> [Document]:

= = =

For all the stress related to meeting packaging waste targets, sustainability is still often left out of the packaging design brief. Louise Hunt looks at why and how the issue can be addressed

Sustainability has become such a buzzword in these times of global angst. There are now whole departments of multinationals devoted to attempts at achieving corporate sustainability and responsibility.

But it would seem that even those enterprises that are making great strides into implementing ethical policies are finding themselves in a tangle when it comes to packaging.

A conference on sustainable packaging held earlier this year by WRAP (the Government funded Waste and Resources Action Programme) revealed the minefield of complexity that surrounds the creation of packaging that is sustainable in the sense that it minimises environmental impact and makes the most of the resources used.

Out of talks given by those representing brand development and design, the packaging materials sectors and retailers, the fundamental issue that emerged was that sustainability was not given enough precedence within the packaging design brief.

The reasons behind this are naturally as complex as the solution. But it does seem something of an anomaly that, when so much effort is placed into dealing with packaging waste to meet the UK and EC targets, that often the measures that could lessen the impact of environmental legislation are left out of the equation before the packs are made.

Nick Verebelyi of Design Bridge Structure gives his perspective on sustainability in the design process: “Sustainability is generally not an explicit point in the design brief. What does appear is a much more commercial bias.

“You could argue that the quest for sustainability is met with the drive to reduce unit costs.”

Beyond reducing packaging it is difficult to know where to start. “There is such a wide range of attitudes when it comes to designing environmentally friendly packaging. Some people think if it can be recycled then it’s doing good. Or it could be that it uses recycled materials. Others think it’s about using fewer materials to minimise volumes of waste.

= = =

> [Records supplied]:
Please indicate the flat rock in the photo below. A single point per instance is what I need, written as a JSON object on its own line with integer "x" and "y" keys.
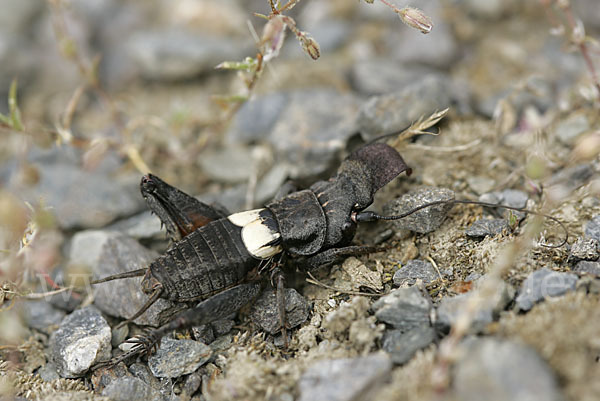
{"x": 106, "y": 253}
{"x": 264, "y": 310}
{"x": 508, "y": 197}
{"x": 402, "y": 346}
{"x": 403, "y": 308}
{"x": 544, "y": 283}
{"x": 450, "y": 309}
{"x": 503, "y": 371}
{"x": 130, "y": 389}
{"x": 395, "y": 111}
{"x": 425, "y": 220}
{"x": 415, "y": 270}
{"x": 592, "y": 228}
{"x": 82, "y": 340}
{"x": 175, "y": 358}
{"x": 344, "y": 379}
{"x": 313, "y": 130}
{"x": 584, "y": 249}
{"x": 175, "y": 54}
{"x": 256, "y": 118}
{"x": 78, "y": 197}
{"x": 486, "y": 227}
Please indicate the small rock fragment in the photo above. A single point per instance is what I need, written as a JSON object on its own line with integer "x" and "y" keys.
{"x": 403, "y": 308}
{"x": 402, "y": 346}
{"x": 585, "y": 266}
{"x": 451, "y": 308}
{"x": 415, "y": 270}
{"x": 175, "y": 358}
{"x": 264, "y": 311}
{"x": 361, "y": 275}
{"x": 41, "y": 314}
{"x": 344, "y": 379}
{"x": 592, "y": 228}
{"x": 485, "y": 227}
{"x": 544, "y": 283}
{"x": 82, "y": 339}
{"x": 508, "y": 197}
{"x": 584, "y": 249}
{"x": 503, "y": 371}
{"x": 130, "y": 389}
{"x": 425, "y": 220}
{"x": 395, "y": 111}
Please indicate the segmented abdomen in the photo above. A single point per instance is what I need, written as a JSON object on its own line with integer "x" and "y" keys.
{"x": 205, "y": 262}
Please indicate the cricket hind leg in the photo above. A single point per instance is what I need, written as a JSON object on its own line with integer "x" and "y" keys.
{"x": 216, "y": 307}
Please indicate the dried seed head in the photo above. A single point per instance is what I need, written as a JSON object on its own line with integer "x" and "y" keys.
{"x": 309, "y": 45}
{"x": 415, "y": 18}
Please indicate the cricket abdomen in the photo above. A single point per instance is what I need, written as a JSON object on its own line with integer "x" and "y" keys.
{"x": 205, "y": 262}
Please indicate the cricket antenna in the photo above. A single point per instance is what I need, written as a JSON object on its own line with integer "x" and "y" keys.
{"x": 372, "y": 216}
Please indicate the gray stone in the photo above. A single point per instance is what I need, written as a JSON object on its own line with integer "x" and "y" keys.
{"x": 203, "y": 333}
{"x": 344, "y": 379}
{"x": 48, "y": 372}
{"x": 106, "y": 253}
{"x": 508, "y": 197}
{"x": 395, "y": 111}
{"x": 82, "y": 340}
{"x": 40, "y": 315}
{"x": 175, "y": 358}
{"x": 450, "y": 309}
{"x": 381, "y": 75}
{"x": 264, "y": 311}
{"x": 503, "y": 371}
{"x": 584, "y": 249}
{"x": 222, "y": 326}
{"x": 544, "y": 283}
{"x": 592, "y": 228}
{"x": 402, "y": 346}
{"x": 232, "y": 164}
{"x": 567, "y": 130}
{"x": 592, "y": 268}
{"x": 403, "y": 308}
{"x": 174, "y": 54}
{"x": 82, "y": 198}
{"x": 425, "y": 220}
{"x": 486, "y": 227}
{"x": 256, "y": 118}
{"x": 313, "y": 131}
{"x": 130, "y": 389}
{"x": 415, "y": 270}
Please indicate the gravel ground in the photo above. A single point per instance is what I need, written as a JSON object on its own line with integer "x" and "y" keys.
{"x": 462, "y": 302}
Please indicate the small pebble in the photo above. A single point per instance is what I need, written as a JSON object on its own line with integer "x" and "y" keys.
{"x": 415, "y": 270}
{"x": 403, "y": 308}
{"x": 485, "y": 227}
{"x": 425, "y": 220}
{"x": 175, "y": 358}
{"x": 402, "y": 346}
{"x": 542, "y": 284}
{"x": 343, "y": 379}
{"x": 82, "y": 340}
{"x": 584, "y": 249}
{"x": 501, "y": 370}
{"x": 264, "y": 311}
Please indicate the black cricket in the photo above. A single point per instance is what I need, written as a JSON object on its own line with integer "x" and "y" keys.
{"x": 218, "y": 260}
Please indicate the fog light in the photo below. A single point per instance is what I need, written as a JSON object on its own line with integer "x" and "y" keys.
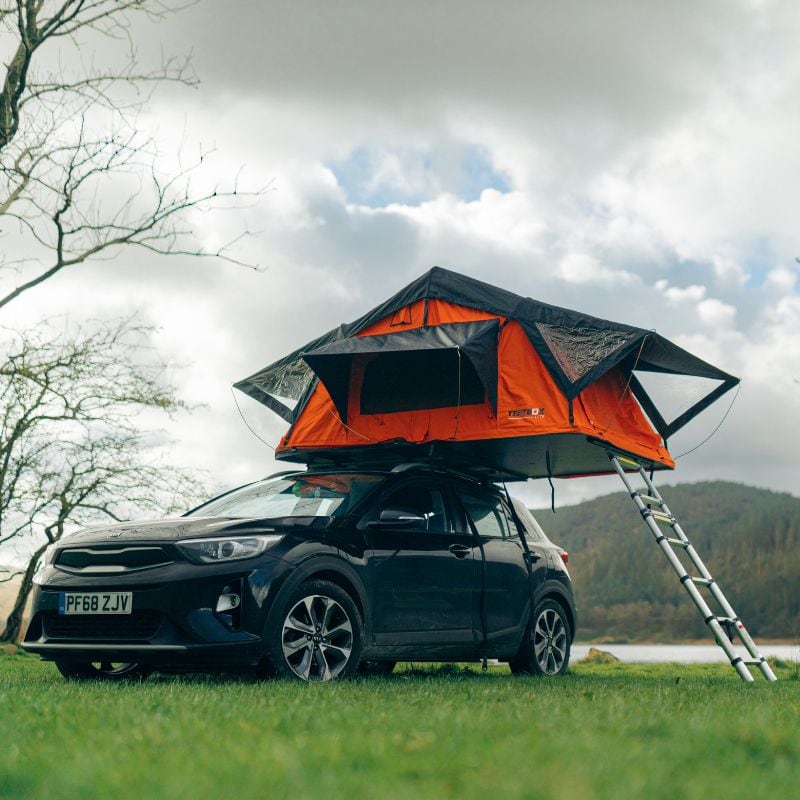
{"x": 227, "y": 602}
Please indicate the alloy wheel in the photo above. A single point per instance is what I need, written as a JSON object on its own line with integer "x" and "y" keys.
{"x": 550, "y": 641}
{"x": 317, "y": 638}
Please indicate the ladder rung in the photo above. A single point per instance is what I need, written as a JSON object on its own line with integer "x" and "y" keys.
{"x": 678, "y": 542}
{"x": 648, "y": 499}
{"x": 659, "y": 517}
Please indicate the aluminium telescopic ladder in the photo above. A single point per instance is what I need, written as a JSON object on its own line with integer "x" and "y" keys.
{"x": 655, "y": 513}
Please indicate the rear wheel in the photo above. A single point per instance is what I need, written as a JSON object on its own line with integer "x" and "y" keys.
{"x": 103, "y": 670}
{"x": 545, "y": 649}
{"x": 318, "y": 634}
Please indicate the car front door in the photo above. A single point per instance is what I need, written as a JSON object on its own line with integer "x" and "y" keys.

= = =

> [Requests]:
A. Reproduce the sustainable packaging article word for word, starting at "For all the" and ending at "sustainability and responsibility.".
B. Write the text that comes next in the sustainable packaging article, picking up after its final sentence.

> [Results of the exercise]:
A.
For all the stress related to meeting packaging waste targets, sustainability is still often left out of the packaging design brief. Louise Hunt looks at why and how the issue can be addressed

Sustainability has become such a buzzword in these times of global angst. There are now whole departments of multinationals devoted to attempts at achieving corporate sustainability and responsibility.

B.
“This breadth of attitude is indicative of why it is so difficult to define sustainability within the criteria of a packaging brief.”

The debates raging around which materials are better for the environment certainly serve to compound the issue. Glass versus plastics is a prime example. Should the brand manager go for the renewable resource material that can be endlessly recycled but that uses up substantial energy in its reprocessing and transportation? Or the non-renewable resource material with limited potential for recycling but that saps less energy along the supply chain? It’s a conundrum that usually comes down to cost and use.

The fact is that nobody seems to really have the answer to which material is best. Life cycle analysis is still a relatively new concept for industry to get its head around and, until there is conclusive scientific evidence one way or the other, the likely response is to go with what looks good, costs less and hope for the best.

Nick admits to being somewhat jaded. “Those who have grown up with the debate have fundamentally lost interest. Ultimately, it’s a scientific issue.

“There are such divided opinions that it’s not worth getting too far into a debate with clients. The problem is that there are no universal standards on what is sustainable packaging. Brand managers need to be more aware of the technical issues because they are managing a lot of contradictory information.”

In many cases brand owners would rather pay the environmental tax than introduce sustainable packaging if it means compromising on the image of the brand. The bottom line is that marketers know they will loose market share if the packaging isn’t attractive.

“There is a real conundrum between what we as consumers say we want rationally, and what we do emotionally. Deep down we all want the shiny box because we’re still children at heart.”

Nick Verebelyi believes that environmental taxes alone are not enough real incentive to encourage sustainability in packaging design. “The crux of change lies with how business measures senior management. Designing sustainability into packaging needs to become part of career progression.

“There is room for it on the agenda. Once the criteria has become a hard subject with financial gain at stake the whole question of how it is handled with the designer becomes clearer.”

Dorothy MacKenzie of Dragon Brands agrees that change needs to come through the corporate hierarchy.

“All of these companies that have great environmental policies and sustainability reports coming out of their ears need to start implementing them right down to the packaging they choose.

“There’s a lot of top level commitment that is not really translated down to how the organisation thinks of packaging design. It seems obvious, but it’s not happening in design briefs with outside consultancies. I think it requires a great deal of work for brand managers and designers to increase awareness of the issues.”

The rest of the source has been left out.